[THE TASK] Give back every line of the material below that has the string "bamboo".
• • •
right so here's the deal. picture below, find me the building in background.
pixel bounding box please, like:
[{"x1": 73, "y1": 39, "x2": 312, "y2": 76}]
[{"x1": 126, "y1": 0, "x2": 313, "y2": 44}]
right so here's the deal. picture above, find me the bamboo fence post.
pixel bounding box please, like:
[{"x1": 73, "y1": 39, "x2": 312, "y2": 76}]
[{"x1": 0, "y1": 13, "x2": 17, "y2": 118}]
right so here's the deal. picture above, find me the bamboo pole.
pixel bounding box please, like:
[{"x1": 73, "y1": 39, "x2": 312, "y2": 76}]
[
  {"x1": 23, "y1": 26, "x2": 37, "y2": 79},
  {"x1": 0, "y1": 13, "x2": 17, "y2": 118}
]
• • •
[ANSWER SECTION]
right so here's the deal. picture above, find me the bamboo fence post.
right so here's the deal. picture above, find me the bamboo pole.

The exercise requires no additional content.